#### Work instructions:
Restate the data word for word. Leave the pictures out.

#### Data extract:
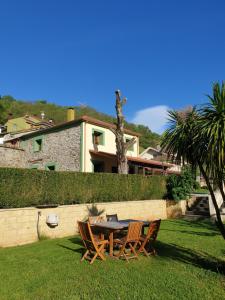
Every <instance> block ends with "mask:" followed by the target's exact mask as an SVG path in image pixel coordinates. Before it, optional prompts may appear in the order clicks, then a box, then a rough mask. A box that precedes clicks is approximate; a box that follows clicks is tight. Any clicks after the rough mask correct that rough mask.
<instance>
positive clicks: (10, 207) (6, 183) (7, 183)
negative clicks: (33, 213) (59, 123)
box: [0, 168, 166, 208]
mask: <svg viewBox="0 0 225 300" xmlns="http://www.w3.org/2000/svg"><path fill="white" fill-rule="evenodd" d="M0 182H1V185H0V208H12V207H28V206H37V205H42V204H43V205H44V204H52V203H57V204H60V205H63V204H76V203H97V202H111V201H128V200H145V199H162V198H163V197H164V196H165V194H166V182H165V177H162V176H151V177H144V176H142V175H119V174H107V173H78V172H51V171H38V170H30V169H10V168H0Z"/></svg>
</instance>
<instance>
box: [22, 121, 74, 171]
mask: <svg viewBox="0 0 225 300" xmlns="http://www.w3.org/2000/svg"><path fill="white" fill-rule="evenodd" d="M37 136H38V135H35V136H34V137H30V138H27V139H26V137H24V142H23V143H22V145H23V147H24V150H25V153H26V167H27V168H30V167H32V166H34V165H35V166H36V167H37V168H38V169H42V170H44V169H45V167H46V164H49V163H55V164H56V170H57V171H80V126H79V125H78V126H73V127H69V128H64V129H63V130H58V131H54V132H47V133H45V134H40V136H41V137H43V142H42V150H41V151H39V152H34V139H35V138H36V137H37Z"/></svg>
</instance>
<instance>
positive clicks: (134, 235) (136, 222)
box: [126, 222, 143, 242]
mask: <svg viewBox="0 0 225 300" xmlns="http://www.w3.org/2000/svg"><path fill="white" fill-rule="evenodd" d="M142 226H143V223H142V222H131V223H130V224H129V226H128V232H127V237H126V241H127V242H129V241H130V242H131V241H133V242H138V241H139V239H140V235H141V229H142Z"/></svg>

#### Response below:
Every <instance> block ends with "mask:" followed by the target's exact mask as an SVG path in image pixel coordinates. Before it, optional prompts may appear in the order clicks, then a box, then a rough mask. A box that precedes clicks is approximate; a box that follows clicks is tight. Any clicks after the rough mask correct that rough mask.
<instance>
positive clicks: (10, 207) (6, 183) (7, 183)
negative clicks: (33, 213) (59, 123)
box: [0, 168, 166, 208]
mask: <svg viewBox="0 0 225 300" xmlns="http://www.w3.org/2000/svg"><path fill="white" fill-rule="evenodd" d="M0 182H1V185H0V208H12V207H28V206H37V205H42V204H43V205H44V204H52V203H57V204H60V205H63V204H76V203H97V202H111V201H128V200H145V199H162V198H163V197H164V196H165V194H166V182H165V177H162V176H151V177H144V176H142V175H119V174H107V173H78V172H51V171H38V170H30V169H10V168H0Z"/></svg>
</instance>
<instance>
box: [22, 121, 74, 171]
mask: <svg viewBox="0 0 225 300" xmlns="http://www.w3.org/2000/svg"><path fill="white" fill-rule="evenodd" d="M37 136H38V135H35V136H34V137H30V138H27V139H26V137H24V142H23V143H22V145H23V147H24V150H25V153H26V167H27V168H30V167H32V166H34V165H35V166H36V167H37V168H38V169H42V170H44V169H45V167H46V164H49V163H55V164H56V170H57V171H80V126H79V125H78V126H73V127H69V128H64V129H63V130H58V131H54V132H47V133H45V134H40V136H41V137H43V142H42V150H41V151H39V152H34V139H35V138H36V137H37Z"/></svg>
</instance>
<instance>
positive clicks: (134, 235) (136, 222)
box: [126, 222, 143, 242]
mask: <svg viewBox="0 0 225 300" xmlns="http://www.w3.org/2000/svg"><path fill="white" fill-rule="evenodd" d="M142 226H143V223H142V222H131V223H130V224H129V226H128V232H127V237H126V241H127V242H129V241H130V242H131V241H133V242H138V241H139V239H140V235H141V229H142Z"/></svg>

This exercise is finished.